## TO-DO LIST
1. List every ingredient that the chicken tenders recipe marks as optional.
2. Rewrite the part of the chicken tenders recipe starting at "Ingredients" and ending at "sesame seeds (optional)", swapping "panko breadcrumbs" for "plain breadcrumbs".
3. Carry on the chicken tenders recipe from the point where it stops.

## DOCUMENT
BEGIN
Print

Crispy Sweet Chili Chicken Tenders

crispy sweet chili chicken tenders - featured image

These Asian-inspired chicken tenders feature a super-crispy panko coating and a sticky, sweet-spicy chili glaze. Perfect for weeknight dinners, parties, or whenever you crave takeout-style crunch and flavor at home.

Ingredients

Scale
  • 1 1/2 pounds boneless, skinless chicken tenders (or chicken breasts sliced into strips)
  • 1 1/2 cups panko breadcrumbs
  • 1/3 cup cornstarch
  • 1/2 cup all-purpose flour
  • 2 large eggs
  • 1 teaspoon garlic powder
  • 1 teaspoon onion powder
  • 1 teaspoon salt
  • 1/2 teaspoon black pepper
  • 1 tablespoon sesame seeds (optional)
  • 1/2 cup sweet chili sauce
  • 1 tablespoon soy sauce
  • 1 tablespoon honey
  • 1 teaspoon rice vinegar
  • 1/4 teaspoon red pepper flakes (optional)
  • Sliced green onions (for garnish, optional)
  • Chopped cilantro (for garnish, optional)
  • Lime wedges (for garnish, optional)
END
## RECORDED INFORMATION
BEGIN
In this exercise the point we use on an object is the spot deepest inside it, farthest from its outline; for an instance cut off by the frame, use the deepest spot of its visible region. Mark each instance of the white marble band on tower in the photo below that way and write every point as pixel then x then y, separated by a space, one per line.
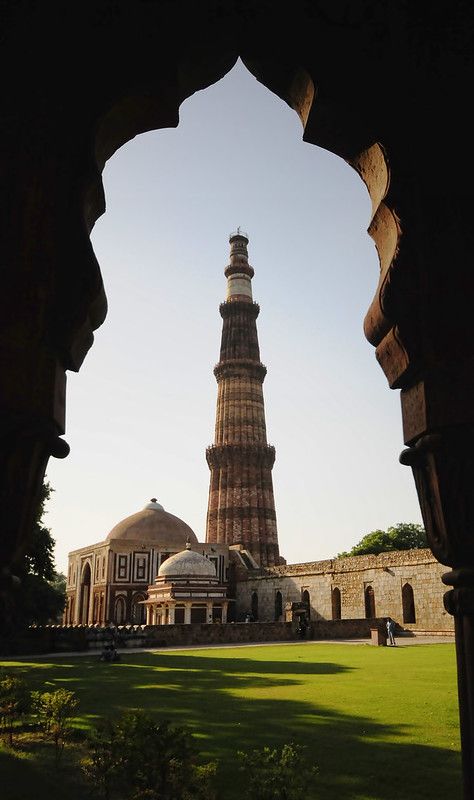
pixel 239 273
END
## ANSWERS PER TASK
1. Sesame seeds, red pepper flakes, sliced green onions, chopped cilantro, lime wedges

2.
Ingredients

Scale
  • 1 1/2 pounds boneless, skinless chicken tenders (or chicken breasts sliced into strips)
  • 1 1/2 cups plain breadcrumbs
  • 1/3 cup cornstarch
  • 1/2 cup all-purpose flour
  • 2 large eggs
  • 1 teaspoon garlic powder
  • 1 teaspoon onion powder
  • 1 teaspoon salt
  • 1/2 teaspoon black pepper
  • 1 tablespoon sesame seeds (optional)

3.
  • Canola or vegetable oil (for frying)

Instructions

  1. Pat chicken tenders dry with paper towels. If using chicken breasts, slice into 1-inch strips. Season with salt and pepper.
  2. Set up three bowls: one with flour, garlic powder, onion powder, salt, and black pepper; one with whisked eggs; and one with panko, cornstarch, and sesame seeds (if using).
  3. Dredge each chicken strip in seasoned flour, shake off excess, dip in egg wash, then press into panko mixture. Lay breaded tenders on a baking sheet.
  4. Pour about 1/2 inch of oil into a large skillet or Dutch oven. Heat over medium-high until oil reaches 350°F.
  5. Fry tenders in batches, 3-4 minutes per side, until golden brown and cooked through (internal temp 165°F). Do not crowd the pan.
  6. Transfer cooked tenders to a wire rack or paper towels. Sprinkle with a pinch of salt while hot.
  7. In a small saucepan, combine sweet chili sauce, soy sauce, honey, rice vinegar, and red pepper flakes (if using). Warm over low heat until glossy, stirring. Do not boil.
  8. Brush or drizzle the warm glaze over the crispy chicken tenders, or toss tenders gently in a large bowl with the sauce.
  9. Garnish with sliced green onions, chopped cilantro, and lime wedges. Serve immediately.

Notes

For gluten-free, use gluten-free flour and panko. For a lighter version, bake or air fry the tenders. Glaze just before serving to keep the coating crisp. Double bread for extra crunch. Store leftovers un-glazed for best texture and reheat in the oven or air fryer.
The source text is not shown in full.